* [Task statement]:
The line containing "Provide the pixel coordinates of one point on the boulder, a" marks where to begin; quote it and every line after it through the end of the data, exactly as written.

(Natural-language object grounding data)
-- -- --
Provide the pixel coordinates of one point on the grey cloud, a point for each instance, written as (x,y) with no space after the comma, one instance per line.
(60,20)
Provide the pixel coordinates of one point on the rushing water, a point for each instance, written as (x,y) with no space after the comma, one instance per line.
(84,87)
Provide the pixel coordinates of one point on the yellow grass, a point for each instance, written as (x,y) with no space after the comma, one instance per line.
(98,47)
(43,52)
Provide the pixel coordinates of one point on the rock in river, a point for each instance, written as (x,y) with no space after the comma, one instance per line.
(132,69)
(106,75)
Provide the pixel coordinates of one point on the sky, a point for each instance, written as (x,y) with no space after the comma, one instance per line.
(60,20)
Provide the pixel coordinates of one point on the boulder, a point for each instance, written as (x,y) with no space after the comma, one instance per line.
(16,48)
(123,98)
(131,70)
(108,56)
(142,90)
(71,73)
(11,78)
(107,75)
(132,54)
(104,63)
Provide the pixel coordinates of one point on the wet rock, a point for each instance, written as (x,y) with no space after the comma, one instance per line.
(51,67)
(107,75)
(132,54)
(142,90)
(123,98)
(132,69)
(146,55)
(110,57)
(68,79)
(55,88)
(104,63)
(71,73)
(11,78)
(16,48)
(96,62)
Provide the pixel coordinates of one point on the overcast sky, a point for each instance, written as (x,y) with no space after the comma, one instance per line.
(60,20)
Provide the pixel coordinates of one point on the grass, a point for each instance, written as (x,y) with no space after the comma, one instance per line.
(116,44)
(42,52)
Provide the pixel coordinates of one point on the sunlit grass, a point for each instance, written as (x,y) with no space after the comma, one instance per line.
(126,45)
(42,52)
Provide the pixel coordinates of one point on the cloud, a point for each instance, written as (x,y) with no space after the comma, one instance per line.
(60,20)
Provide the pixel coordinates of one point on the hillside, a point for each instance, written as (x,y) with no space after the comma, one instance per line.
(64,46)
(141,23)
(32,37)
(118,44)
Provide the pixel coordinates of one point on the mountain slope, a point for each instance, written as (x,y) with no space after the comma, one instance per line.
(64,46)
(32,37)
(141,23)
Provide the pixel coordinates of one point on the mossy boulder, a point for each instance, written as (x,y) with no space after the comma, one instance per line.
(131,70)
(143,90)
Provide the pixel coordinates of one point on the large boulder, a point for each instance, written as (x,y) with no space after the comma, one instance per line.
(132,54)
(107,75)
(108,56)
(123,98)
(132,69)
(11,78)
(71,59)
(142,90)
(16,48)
-- -- --
* [Reply]:
Provide the pixel coordinates of one point on the boulder, a point for each instance, written as (x,y) with no space after the comma, one instance per line.
(16,48)
(123,98)
(131,70)
(108,56)
(142,90)
(71,73)
(11,78)
(107,75)
(132,54)
(104,63)
Provide the pixel coordinates of one point on the wet rock, a point for each instance, written as (x,y) with no space after the comma, one instance per line.
(51,67)
(107,75)
(132,54)
(142,90)
(123,98)
(132,69)
(146,55)
(110,57)
(68,79)
(55,88)
(104,63)
(71,73)
(11,78)
(16,48)
(96,62)
Provide the pixel coordinates of one point on the overcast sky, a point for each instance, written as (x,y) with no space after the comma, one instance per line.
(60,20)
Provide the pixel coordinates of one point on the grass, a point for each instance, written as (x,y) with no space after the comma, one instance per line.
(116,44)
(42,52)
Provide the pixel coordinates of one point on the sunlit grass, a point for each instance, written as (x,y) with no space after the comma, one instance per line.
(126,45)
(42,52)
Provide the pixel coordinates of one point on the cloud, a point for each instance, written as (x,y) with no space after the comma, one instance per line.
(60,20)
Provide the pixel coordinates of one point on the hillside, a point for each instance, written as (x,y) with no space after the comma, one instance per line.
(64,46)
(141,23)
(32,37)
(118,44)
Provide the pixel coordinates of one point on the mountain slope, a point for each instance, written as (x,y) with no space after the comma, one instance per line.
(64,46)
(32,37)
(141,23)
Provide the pixel coordinates of one point on the mossy boulder, a point for each instance, written as (x,y) with no space after the comma, one instance per line.
(131,70)
(143,90)
Provide the pixel coordinates of one point on the large boulder, a point for each instance, written as (x,y) with no space after the comma, one instance per line.
(132,54)
(107,75)
(108,56)
(123,98)
(132,69)
(11,78)
(71,59)
(142,90)
(16,48)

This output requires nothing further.